Report every line of the records below that contains the string "mosque", copying each such line in full.

Source records:
________________

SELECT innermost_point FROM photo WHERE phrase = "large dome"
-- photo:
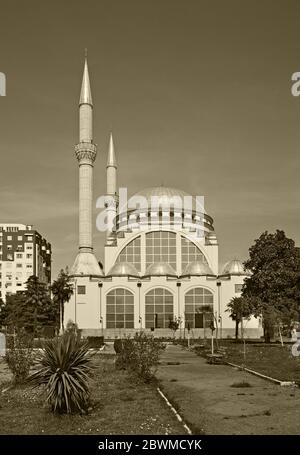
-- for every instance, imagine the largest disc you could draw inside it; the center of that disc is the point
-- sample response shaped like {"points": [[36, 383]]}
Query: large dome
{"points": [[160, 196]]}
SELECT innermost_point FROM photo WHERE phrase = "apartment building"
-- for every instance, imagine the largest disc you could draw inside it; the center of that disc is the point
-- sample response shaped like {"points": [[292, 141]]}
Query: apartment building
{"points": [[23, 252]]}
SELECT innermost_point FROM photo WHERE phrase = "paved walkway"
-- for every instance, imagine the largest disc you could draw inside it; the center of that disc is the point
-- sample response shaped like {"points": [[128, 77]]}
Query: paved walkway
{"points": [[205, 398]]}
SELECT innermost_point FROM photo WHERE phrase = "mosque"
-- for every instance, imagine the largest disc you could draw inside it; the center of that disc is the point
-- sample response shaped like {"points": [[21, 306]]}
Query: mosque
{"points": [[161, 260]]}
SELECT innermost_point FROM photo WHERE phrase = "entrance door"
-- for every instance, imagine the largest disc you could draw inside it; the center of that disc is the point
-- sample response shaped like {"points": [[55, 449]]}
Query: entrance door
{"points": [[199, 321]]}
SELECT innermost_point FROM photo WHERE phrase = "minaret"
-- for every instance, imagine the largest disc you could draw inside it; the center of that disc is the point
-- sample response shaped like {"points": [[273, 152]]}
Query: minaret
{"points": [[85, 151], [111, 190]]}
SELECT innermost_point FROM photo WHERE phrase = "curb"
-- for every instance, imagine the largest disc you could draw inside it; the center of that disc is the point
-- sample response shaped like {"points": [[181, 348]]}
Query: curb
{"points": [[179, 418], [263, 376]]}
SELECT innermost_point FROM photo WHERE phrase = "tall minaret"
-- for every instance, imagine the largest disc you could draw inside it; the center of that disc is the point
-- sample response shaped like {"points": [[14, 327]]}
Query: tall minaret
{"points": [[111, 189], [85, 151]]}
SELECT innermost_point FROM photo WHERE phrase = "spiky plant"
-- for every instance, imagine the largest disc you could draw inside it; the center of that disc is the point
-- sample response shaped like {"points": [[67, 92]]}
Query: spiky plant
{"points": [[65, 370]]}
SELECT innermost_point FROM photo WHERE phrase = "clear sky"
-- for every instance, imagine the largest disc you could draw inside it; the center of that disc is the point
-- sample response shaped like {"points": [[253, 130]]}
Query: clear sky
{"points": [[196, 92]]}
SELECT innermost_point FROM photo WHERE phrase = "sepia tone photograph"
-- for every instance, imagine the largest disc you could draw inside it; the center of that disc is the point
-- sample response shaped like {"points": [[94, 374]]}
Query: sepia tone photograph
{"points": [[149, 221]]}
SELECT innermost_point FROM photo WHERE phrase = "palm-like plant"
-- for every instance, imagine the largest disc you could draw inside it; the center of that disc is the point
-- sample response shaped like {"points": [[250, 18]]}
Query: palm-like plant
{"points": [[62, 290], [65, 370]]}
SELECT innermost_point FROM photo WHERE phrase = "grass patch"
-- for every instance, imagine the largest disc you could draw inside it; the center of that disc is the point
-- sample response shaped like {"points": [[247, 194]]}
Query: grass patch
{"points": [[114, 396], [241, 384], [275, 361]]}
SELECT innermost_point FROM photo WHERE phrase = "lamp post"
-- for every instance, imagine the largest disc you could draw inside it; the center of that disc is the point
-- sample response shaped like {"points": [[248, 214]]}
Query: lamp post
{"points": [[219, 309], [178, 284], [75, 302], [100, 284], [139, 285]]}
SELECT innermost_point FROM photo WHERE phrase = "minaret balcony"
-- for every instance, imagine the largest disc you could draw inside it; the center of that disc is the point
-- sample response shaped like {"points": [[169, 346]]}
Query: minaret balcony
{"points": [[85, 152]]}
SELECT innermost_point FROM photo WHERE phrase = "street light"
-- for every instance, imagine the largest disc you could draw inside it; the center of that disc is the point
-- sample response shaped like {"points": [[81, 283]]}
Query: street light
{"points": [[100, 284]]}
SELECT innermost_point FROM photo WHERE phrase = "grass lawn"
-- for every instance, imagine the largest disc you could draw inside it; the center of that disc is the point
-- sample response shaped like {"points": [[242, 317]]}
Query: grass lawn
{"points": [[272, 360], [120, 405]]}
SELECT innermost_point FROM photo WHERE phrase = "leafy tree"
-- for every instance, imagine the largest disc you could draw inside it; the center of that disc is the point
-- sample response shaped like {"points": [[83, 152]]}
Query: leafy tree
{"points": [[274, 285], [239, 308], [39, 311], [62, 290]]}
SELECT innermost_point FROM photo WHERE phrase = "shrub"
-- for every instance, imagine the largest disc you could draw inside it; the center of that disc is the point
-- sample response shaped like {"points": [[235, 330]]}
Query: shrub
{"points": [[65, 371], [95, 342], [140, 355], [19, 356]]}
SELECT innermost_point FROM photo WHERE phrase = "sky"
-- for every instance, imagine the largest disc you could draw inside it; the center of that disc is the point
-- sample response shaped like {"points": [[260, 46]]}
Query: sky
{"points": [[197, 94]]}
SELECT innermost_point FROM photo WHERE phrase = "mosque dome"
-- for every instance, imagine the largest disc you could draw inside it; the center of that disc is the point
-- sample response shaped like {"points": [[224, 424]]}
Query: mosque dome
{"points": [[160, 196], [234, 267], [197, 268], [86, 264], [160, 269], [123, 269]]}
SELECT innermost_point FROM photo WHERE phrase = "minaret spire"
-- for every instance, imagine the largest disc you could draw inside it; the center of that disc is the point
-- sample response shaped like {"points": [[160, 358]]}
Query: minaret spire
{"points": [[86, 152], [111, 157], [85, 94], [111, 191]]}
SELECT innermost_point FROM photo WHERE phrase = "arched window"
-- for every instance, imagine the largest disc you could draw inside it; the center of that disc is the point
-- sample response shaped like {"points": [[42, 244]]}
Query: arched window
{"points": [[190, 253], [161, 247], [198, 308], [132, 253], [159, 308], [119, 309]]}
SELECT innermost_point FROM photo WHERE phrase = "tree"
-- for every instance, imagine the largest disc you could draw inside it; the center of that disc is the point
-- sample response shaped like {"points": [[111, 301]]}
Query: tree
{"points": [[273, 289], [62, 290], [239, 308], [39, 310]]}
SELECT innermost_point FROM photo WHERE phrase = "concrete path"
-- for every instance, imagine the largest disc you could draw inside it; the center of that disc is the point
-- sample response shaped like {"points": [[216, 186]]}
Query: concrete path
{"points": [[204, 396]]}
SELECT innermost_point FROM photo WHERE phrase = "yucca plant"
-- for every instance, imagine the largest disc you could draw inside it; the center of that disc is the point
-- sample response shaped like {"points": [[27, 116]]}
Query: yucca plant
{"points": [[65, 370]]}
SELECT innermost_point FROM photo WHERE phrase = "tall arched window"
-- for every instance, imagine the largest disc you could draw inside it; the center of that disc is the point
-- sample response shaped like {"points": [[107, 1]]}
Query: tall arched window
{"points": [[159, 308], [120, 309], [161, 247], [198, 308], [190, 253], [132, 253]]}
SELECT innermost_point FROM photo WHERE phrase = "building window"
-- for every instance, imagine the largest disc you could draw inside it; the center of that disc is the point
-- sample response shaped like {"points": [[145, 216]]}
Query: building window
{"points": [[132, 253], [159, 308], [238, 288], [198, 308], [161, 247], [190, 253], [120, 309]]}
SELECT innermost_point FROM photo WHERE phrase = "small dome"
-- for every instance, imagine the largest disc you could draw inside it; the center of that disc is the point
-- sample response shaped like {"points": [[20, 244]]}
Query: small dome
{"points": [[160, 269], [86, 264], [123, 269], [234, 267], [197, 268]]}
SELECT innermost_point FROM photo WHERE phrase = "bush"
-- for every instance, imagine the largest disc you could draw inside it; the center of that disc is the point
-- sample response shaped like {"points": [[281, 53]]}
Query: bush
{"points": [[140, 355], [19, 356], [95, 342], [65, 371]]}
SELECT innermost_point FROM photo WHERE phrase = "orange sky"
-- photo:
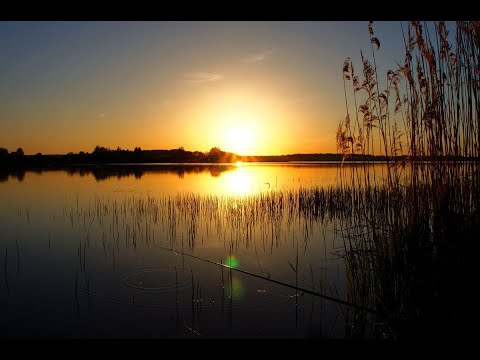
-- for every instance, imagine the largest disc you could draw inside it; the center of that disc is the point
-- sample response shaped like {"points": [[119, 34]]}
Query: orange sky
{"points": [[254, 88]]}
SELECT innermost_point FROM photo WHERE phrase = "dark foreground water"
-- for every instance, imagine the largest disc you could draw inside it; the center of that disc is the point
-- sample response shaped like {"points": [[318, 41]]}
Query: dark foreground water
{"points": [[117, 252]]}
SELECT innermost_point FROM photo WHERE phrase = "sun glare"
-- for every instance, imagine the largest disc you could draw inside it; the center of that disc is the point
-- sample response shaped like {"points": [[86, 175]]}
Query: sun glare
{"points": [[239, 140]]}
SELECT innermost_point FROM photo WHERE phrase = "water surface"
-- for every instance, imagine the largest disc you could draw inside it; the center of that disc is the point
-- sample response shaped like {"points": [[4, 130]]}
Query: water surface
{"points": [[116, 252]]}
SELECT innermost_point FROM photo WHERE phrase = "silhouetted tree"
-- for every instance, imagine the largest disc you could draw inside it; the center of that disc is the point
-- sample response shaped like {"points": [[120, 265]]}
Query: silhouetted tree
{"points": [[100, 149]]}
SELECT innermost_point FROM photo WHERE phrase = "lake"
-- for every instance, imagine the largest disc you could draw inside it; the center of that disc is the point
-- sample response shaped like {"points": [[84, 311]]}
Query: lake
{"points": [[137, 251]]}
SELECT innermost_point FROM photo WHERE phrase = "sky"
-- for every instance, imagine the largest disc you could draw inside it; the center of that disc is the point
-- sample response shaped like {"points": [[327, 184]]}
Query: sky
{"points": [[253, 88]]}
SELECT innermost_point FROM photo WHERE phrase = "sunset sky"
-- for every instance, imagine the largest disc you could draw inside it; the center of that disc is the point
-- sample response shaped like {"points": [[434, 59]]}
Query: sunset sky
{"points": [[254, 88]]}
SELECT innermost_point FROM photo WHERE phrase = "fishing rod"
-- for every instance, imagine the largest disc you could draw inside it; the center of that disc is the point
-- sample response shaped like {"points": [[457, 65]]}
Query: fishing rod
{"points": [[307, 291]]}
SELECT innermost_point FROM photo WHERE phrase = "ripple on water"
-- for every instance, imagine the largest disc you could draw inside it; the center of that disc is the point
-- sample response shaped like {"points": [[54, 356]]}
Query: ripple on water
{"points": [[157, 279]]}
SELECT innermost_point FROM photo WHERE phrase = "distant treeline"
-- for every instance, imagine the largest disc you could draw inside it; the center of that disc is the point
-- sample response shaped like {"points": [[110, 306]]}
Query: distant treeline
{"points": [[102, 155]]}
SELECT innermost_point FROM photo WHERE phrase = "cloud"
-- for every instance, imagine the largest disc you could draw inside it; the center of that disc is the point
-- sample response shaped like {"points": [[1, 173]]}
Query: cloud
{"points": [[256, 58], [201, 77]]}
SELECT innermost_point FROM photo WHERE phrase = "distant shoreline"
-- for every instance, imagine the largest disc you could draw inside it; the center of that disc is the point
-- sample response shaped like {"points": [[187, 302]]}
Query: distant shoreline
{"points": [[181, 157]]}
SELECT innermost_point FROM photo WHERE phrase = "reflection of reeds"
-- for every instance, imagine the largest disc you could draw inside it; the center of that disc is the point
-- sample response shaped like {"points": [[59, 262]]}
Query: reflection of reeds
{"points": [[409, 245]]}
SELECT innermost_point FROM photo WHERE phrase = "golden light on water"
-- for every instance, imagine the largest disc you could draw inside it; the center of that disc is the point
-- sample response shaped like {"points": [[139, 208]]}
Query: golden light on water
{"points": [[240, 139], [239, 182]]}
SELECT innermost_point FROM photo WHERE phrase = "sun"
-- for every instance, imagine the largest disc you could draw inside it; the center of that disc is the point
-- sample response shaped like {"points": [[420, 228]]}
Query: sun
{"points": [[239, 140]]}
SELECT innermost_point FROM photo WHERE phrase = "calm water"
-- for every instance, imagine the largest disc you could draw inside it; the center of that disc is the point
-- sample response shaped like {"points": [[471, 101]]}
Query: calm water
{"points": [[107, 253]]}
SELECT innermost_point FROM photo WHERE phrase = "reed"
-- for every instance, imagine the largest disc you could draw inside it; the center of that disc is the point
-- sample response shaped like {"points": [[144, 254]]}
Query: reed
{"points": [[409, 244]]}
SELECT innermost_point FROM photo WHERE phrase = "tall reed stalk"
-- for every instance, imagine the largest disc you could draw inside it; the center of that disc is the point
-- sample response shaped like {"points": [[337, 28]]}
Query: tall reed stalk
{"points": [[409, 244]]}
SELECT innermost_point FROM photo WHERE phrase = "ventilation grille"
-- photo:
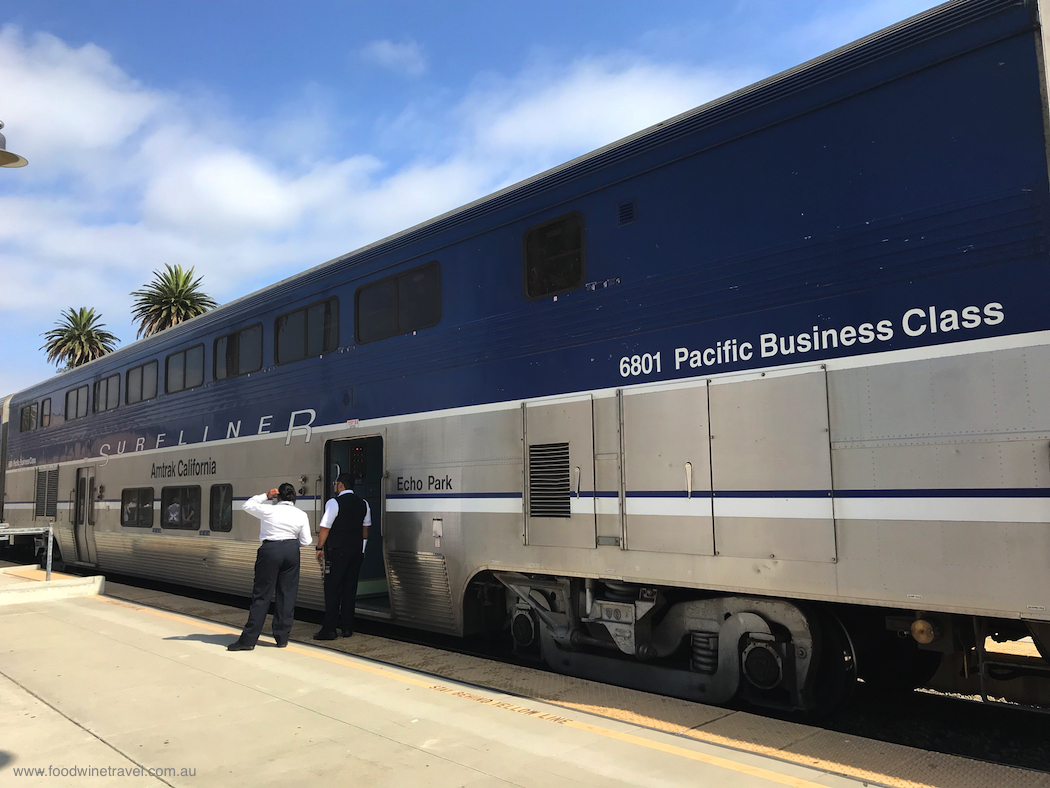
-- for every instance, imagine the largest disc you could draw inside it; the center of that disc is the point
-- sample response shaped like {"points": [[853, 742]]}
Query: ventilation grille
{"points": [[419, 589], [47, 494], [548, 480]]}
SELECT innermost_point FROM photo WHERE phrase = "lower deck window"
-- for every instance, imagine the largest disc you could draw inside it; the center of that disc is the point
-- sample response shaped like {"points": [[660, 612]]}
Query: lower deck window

________________

# Exercise answer
SELECT innermost_point FROM photo WHERE phrase = "mosque"
Query: mosque
SELECT innermost_point FROM photo WHERE phrase = "mosque dome"
Query: mosque dome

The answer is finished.